#### Document extract

MIT spinoff’s analysis of poopy water estimates that 15,000 in New Castle County have coronavirus


New Castle County Executive Matt Meyer announced that the Public Works Department and a Massachusetts Institute of Technology startup Biobot Analytics conducted a preliminary analysis of bacteria in county and city of Wilmington sewage system.

The company estimates 15,200 cases of COVID-19 as of April 15, 2020.

The partnership, initiated through New Castle County Public Works Stormwater and Environmental Program Manager, Mike Harris, launched a study of wastewater for traces of COVID-19 bacteria. This partnership comes at no cost to the county, with the exception of the cost of shipping samples to Biobot Analytics’ Massachusetts laboratory.

########

What is required: Edit the article on the New Castle County wastewater study, starting at "The company estimates" and ending at "Analytics’ Massachusetts laboratory.", and replace "partnership" with "collaboration". The data has no connection to the article.

#### Supplied material

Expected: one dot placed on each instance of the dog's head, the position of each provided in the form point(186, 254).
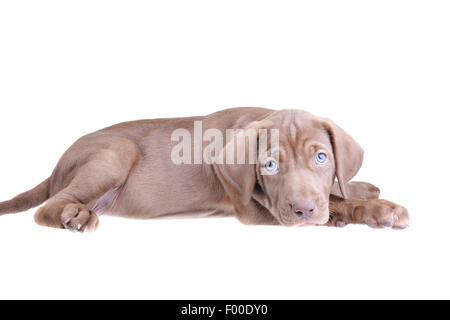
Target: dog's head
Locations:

########

Reply:
The company estimates 15,200 cases of COVID-19 as of April 15, 2020.

The collaboration, initiated through New Castle County Public Works Stormwater and Environmental Program Manager, Mike Harris, launched a study of wastewater for traces of COVID-19 bacteria. This collaboration comes at no cost to the county, with the exception of the cost of shipping samples to Biobot Analytics’ Massachusetts laboratory.